+++ Material shown
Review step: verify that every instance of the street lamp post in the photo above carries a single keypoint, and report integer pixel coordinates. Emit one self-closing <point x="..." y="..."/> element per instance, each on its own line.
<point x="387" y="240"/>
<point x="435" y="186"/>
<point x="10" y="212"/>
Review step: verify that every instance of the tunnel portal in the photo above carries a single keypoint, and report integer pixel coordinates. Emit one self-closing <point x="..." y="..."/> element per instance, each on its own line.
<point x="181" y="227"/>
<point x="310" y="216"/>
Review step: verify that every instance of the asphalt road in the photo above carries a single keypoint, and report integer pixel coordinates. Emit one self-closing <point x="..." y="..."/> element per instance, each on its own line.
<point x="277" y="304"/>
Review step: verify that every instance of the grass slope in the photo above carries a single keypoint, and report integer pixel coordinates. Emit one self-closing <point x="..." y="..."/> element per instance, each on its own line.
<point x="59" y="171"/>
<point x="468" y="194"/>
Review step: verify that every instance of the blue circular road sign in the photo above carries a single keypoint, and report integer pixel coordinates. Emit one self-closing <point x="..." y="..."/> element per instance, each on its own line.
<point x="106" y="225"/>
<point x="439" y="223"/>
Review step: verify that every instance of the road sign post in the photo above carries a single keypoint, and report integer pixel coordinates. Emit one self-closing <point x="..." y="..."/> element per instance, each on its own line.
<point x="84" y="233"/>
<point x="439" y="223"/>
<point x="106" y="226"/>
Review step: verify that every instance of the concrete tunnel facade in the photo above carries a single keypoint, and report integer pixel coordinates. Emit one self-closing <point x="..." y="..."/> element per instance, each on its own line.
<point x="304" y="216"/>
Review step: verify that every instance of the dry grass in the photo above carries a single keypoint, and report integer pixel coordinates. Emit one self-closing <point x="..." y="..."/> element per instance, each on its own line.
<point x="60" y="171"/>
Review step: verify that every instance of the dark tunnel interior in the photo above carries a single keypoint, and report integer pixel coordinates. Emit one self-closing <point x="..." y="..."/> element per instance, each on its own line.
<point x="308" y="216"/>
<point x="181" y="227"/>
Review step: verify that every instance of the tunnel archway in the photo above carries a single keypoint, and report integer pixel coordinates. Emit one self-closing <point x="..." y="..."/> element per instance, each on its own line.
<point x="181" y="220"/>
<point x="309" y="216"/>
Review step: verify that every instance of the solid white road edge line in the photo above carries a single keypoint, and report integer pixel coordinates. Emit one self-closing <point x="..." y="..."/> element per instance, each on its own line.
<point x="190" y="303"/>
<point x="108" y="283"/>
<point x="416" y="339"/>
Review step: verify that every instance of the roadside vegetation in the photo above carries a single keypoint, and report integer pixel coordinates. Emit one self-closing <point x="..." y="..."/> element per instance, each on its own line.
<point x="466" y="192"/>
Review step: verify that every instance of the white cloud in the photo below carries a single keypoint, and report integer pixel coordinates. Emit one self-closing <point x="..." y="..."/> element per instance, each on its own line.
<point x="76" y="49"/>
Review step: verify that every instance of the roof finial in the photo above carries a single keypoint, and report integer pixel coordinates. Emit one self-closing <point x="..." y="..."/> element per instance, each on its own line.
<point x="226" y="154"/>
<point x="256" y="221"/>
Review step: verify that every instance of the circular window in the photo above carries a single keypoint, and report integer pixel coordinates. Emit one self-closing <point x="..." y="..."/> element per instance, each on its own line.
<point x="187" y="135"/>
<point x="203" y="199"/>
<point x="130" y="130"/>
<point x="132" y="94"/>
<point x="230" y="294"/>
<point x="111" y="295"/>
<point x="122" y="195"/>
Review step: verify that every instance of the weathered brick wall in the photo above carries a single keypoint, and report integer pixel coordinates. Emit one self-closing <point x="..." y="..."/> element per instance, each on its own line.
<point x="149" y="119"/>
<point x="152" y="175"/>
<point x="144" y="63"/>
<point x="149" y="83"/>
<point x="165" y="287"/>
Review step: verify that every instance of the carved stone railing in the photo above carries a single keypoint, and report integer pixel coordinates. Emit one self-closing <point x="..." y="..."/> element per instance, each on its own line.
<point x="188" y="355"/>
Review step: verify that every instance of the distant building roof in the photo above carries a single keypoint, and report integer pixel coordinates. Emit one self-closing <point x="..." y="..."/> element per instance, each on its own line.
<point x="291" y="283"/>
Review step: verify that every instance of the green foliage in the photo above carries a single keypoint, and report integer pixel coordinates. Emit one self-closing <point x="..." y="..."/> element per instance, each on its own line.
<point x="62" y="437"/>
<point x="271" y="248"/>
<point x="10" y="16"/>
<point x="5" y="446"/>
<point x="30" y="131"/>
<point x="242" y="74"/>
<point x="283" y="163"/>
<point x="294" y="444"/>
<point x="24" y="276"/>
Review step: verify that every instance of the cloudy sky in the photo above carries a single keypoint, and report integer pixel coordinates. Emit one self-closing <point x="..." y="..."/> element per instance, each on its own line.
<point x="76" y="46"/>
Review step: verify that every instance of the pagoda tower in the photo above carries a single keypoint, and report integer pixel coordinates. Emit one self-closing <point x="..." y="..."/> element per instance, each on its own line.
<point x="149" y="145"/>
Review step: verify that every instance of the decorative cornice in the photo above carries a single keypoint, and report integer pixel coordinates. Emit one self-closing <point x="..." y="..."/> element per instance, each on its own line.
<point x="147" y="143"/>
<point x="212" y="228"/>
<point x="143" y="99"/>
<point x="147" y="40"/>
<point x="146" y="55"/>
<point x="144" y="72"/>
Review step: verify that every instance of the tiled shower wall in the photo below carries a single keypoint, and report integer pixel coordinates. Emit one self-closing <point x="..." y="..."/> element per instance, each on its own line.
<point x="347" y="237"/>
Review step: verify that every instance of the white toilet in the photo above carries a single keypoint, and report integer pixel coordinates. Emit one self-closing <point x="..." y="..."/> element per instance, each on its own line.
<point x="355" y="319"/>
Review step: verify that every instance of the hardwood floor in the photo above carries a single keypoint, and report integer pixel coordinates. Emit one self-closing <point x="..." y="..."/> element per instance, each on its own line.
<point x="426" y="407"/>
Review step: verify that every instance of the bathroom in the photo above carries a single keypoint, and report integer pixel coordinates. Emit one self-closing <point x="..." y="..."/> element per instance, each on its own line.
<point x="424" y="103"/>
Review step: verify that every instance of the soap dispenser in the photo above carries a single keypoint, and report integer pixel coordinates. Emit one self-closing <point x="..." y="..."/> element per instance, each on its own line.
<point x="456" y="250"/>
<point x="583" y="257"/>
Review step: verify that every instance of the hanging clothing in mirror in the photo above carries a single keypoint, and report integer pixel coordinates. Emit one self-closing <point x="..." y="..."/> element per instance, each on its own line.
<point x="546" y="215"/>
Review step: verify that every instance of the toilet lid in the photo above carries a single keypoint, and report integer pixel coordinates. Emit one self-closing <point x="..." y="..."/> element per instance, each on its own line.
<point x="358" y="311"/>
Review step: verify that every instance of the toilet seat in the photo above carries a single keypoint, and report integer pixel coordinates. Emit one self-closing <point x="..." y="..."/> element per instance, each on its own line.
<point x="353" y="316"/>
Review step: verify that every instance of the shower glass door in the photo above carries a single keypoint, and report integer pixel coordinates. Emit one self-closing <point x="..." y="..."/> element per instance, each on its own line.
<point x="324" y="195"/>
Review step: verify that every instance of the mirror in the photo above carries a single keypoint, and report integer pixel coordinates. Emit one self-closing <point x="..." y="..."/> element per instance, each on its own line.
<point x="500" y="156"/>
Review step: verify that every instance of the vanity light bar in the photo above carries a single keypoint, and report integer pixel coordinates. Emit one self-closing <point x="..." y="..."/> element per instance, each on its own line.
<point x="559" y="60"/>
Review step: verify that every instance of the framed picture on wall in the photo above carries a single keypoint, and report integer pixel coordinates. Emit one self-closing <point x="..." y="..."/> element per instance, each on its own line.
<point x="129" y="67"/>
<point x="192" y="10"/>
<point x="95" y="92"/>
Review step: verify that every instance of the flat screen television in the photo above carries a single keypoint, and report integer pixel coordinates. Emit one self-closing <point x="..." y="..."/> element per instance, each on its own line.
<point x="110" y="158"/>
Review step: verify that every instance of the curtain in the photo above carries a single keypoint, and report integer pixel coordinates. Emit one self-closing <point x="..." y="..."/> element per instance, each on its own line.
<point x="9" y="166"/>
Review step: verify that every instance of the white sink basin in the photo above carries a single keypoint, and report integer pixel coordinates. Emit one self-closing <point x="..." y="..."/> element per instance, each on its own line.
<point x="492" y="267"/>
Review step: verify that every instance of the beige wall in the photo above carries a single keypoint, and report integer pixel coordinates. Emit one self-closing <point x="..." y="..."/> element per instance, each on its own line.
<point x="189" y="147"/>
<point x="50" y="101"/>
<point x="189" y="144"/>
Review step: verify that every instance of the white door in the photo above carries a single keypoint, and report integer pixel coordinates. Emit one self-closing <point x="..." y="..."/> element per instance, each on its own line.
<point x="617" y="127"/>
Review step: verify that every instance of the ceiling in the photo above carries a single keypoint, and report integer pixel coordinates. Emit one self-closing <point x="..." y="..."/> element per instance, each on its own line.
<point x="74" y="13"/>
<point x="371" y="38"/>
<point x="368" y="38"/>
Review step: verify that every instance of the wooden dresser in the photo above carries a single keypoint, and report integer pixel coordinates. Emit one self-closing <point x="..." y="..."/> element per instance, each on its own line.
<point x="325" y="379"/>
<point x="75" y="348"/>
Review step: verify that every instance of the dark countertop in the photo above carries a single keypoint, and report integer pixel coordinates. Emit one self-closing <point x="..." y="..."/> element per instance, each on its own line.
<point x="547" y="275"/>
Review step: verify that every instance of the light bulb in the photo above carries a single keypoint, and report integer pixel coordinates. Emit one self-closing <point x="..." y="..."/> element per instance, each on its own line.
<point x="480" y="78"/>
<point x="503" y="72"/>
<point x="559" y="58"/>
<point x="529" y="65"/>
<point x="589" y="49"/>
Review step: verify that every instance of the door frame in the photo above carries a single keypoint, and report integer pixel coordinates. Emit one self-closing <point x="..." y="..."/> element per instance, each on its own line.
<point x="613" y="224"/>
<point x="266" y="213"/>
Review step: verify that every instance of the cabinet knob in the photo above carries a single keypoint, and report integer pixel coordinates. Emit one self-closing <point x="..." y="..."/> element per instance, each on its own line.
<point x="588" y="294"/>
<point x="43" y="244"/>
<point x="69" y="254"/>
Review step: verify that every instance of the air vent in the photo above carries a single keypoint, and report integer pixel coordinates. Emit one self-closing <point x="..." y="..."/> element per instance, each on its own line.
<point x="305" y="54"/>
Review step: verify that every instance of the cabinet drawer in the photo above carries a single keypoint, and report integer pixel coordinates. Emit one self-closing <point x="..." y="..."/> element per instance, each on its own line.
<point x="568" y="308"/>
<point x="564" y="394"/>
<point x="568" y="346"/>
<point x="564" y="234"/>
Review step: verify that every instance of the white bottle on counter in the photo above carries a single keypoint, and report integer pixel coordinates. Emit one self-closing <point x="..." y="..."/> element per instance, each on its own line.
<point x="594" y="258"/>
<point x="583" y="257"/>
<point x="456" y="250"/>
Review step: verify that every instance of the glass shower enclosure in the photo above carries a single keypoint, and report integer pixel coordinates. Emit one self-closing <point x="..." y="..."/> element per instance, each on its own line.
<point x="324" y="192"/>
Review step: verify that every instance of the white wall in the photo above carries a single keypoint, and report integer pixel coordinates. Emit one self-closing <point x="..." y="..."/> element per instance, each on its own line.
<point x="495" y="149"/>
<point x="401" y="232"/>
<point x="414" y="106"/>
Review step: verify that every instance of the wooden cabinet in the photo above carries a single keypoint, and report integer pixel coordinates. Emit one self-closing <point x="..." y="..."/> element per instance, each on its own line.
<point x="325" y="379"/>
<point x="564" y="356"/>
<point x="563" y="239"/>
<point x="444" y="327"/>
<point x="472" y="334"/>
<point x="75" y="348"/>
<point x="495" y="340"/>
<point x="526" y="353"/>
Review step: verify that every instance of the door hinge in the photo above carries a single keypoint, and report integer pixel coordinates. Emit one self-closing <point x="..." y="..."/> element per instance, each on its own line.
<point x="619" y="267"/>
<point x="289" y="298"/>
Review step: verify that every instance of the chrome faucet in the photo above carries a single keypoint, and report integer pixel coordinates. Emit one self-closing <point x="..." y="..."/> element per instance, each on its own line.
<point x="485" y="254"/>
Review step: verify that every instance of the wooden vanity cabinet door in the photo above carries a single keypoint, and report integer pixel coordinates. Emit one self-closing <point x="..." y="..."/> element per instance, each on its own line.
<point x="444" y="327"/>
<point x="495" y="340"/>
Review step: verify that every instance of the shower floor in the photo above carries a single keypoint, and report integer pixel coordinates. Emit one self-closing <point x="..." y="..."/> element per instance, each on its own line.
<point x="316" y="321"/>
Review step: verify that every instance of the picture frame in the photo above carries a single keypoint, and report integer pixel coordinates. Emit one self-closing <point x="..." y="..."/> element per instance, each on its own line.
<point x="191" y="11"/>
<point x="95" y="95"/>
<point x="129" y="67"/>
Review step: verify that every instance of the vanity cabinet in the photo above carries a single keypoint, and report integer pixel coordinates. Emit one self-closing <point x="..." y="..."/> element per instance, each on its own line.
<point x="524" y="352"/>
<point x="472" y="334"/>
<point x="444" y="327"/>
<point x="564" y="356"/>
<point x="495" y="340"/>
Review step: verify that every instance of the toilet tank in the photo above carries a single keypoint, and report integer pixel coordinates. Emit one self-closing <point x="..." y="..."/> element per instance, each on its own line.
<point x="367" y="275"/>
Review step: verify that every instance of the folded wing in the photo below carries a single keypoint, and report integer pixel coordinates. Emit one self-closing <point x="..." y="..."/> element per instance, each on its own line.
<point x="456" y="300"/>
++++++
Render the material from the line with "Review step: verify that every instance of the folded" up to and including its last line as a two-column CSV with the columns instruction and response, one row per instruction-response pair. Put each value in a single quoted field, with line breaks turned into spaces.

instruction,response
"Review step: verify that every instance of the folded wing in the photo below carries a single keypoint, and report integer pixel coordinates. Emit one self-closing <point x=""..."" y=""...""/> element per instance, each on its own line.","<point x=""456"" y=""300""/>"